Set problem:
Show each line of the material below that contains the word "counter", copied unchanged.

Dataset entries:
'''
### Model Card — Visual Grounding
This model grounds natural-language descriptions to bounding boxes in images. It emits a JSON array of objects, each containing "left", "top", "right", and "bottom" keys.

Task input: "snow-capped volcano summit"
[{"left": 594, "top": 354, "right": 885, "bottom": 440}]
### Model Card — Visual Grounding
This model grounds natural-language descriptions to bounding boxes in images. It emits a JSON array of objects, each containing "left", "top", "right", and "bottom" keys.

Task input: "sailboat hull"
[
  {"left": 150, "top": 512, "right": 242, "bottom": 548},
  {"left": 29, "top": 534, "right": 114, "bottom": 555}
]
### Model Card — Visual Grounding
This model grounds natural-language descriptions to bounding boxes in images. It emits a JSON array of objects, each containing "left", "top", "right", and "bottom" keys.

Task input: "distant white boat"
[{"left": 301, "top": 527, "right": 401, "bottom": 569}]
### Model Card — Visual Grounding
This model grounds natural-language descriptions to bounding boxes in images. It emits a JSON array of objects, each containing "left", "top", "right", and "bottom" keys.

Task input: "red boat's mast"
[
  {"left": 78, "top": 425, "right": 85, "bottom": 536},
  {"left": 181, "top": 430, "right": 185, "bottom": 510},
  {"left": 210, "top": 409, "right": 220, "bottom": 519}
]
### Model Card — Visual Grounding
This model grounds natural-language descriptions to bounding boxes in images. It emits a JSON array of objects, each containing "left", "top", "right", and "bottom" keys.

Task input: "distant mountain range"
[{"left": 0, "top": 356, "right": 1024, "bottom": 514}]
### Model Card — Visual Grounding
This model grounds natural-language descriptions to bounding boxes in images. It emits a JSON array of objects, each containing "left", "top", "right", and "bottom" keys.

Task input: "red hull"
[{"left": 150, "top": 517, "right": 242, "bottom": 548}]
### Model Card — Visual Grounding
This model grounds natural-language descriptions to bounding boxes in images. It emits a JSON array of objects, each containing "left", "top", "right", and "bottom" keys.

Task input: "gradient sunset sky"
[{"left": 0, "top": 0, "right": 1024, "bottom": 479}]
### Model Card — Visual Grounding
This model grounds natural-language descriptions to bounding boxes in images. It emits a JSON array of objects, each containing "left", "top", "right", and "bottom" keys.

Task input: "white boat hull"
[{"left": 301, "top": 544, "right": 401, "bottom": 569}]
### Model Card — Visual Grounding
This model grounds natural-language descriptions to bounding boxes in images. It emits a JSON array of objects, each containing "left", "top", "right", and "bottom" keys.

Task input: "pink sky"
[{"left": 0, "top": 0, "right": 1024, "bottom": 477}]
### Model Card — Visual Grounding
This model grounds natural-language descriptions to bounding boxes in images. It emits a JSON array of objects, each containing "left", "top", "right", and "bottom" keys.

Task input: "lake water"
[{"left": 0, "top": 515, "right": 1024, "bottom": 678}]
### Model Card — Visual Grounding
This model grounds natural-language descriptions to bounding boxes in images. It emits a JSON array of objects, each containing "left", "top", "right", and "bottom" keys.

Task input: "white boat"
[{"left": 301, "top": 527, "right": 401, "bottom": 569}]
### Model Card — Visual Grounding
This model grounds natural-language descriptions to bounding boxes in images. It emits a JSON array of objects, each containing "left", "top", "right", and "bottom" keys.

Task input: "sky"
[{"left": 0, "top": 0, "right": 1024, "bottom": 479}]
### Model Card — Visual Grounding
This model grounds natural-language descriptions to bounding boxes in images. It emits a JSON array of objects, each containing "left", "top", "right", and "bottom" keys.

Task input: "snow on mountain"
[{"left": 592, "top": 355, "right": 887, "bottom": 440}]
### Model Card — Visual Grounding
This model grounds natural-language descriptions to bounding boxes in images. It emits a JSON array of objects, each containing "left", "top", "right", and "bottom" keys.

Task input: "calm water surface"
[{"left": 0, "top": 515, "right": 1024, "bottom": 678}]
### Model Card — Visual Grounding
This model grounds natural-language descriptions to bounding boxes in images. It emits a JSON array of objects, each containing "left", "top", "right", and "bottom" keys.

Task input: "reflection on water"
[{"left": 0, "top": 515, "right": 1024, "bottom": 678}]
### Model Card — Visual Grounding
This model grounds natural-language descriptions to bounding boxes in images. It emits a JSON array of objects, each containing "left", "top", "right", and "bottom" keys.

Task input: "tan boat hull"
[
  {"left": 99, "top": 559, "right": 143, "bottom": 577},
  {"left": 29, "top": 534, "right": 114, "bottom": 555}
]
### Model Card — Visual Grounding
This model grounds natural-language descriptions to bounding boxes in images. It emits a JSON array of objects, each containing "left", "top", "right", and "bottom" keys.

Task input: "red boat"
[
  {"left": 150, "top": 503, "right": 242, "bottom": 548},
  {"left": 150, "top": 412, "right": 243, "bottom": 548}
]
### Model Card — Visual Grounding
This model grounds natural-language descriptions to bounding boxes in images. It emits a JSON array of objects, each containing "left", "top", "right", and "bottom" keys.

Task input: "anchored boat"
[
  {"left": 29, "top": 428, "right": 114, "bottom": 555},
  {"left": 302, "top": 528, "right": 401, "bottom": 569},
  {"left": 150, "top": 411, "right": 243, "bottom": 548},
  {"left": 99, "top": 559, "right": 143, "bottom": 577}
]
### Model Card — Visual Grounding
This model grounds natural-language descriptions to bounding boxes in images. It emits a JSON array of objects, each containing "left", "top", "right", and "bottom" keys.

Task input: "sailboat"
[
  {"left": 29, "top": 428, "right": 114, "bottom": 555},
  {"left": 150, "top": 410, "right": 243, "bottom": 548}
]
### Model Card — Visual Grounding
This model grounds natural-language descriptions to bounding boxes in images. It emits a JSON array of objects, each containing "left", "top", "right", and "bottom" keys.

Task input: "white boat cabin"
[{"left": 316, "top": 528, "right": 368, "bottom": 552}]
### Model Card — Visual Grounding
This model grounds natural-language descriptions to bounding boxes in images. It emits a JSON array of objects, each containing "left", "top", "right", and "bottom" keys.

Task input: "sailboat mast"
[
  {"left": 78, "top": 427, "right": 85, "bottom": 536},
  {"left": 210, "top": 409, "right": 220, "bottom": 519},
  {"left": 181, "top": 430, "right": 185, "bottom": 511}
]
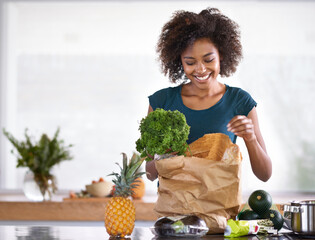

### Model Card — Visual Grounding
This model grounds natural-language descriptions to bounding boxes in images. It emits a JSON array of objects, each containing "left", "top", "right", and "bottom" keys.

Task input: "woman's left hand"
[{"left": 227, "top": 115, "right": 256, "bottom": 142}]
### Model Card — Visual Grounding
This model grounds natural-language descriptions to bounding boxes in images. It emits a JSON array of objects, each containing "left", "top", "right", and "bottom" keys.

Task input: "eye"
[
  {"left": 185, "top": 62, "right": 195, "bottom": 66},
  {"left": 205, "top": 58, "right": 214, "bottom": 63}
]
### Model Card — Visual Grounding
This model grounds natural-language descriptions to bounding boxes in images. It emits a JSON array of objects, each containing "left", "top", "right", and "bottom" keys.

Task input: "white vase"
[{"left": 23, "top": 171, "right": 56, "bottom": 202}]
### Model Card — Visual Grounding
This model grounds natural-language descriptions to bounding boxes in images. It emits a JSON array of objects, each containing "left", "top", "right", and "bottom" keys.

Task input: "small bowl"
[{"left": 85, "top": 181, "right": 114, "bottom": 197}]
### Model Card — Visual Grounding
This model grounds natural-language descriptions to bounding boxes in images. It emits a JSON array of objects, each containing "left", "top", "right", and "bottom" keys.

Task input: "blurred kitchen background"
[{"left": 0, "top": 0, "right": 315, "bottom": 195}]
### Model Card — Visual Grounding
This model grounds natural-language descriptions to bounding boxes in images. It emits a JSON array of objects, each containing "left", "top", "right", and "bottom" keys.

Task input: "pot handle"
[{"left": 283, "top": 205, "right": 303, "bottom": 213}]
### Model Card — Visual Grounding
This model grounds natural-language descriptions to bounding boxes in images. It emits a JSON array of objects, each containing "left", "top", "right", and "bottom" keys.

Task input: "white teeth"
[{"left": 196, "top": 74, "right": 210, "bottom": 81}]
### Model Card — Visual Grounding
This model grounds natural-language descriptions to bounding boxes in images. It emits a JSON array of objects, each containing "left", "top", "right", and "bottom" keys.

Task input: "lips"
[{"left": 194, "top": 73, "right": 211, "bottom": 82}]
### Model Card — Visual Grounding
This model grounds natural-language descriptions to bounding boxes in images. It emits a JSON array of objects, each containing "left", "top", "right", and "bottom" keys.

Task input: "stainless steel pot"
[{"left": 283, "top": 200, "right": 315, "bottom": 235}]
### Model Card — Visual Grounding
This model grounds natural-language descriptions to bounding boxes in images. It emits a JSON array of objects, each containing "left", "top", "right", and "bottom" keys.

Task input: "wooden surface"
[{"left": 0, "top": 198, "right": 157, "bottom": 221}]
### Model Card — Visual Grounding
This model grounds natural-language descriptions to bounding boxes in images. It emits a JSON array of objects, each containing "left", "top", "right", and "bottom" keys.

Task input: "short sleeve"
[{"left": 148, "top": 89, "right": 167, "bottom": 110}]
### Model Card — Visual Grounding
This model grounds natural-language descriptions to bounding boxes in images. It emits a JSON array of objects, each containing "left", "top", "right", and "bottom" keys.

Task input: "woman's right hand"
[{"left": 145, "top": 160, "right": 158, "bottom": 181}]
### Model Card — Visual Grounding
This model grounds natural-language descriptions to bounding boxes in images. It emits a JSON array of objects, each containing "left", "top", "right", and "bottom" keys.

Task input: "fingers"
[{"left": 227, "top": 115, "right": 255, "bottom": 140}]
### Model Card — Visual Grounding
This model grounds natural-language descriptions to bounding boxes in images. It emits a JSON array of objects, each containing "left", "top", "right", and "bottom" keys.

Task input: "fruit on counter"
[
  {"left": 264, "top": 209, "right": 284, "bottom": 230},
  {"left": 238, "top": 209, "right": 260, "bottom": 220},
  {"left": 136, "top": 108, "right": 190, "bottom": 160},
  {"left": 242, "top": 190, "right": 284, "bottom": 230},
  {"left": 92, "top": 177, "right": 105, "bottom": 184},
  {"left": 131, "top": 177, "right": 145, "bottom": 199},
  {"left": 248, "top": 190, "right": 272, "bottom": 216},
  {"left": 105, "top": 153, "right": 144, "bottom": 238}
]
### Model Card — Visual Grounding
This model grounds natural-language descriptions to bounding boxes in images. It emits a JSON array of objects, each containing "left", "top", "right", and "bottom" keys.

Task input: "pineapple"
[{"left": 105, "top": 153, "right": 144, "bottom": 238}]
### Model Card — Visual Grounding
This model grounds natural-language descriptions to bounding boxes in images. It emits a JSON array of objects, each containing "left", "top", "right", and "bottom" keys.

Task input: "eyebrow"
[{"left": 184, "top": 52, "right": 214, "bottom": 59}]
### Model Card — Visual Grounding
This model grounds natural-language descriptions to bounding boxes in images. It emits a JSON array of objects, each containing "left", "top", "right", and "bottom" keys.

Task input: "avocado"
[{"left": 248, "top": 190, "right": 272, "bottom": 217}]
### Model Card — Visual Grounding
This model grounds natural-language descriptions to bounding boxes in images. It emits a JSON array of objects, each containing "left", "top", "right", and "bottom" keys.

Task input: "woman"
[{"left": 146, "top": 8, "right": 272, "bottom": 181}]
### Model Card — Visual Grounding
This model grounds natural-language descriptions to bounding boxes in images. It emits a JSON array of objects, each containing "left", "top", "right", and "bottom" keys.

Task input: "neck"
[{"left": 186, "top": 81, "right": 224, "bottom": 98}]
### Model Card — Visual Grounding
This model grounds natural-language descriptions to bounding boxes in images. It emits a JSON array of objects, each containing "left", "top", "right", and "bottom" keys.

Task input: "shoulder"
[
  {"left": 227, "top": 85, "right": 257, "bottom": 116},
  {"left": 226, "top": 85, "right": 253, "bottom": 100}
]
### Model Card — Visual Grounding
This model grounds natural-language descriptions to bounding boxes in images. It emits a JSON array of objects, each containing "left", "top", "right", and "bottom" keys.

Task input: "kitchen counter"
[
  {"left": 0, "top": 226, "right": 315, "bottom": 240},
  {"left": 0, "top": 193, "right": 315, "bottom": 222},
  {"left": 0, "top": 195, "right": 157, "bottom": 221}
]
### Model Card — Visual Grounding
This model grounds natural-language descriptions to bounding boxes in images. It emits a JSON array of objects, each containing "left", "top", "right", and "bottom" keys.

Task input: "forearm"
[
  {"left": 245, "top": 138, "right": 272, "bottom": 182},
  {"left": 145, "top": 160, "right": 158, "bottom": 181}
]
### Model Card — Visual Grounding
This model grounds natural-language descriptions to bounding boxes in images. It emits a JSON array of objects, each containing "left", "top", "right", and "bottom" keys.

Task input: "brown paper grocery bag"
[{"left": 154, "top": 134, "right": 242, "bottom": 233}]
'''
Result for this task:
Task input: "fruit on counter"
Task input: "kitchen counter"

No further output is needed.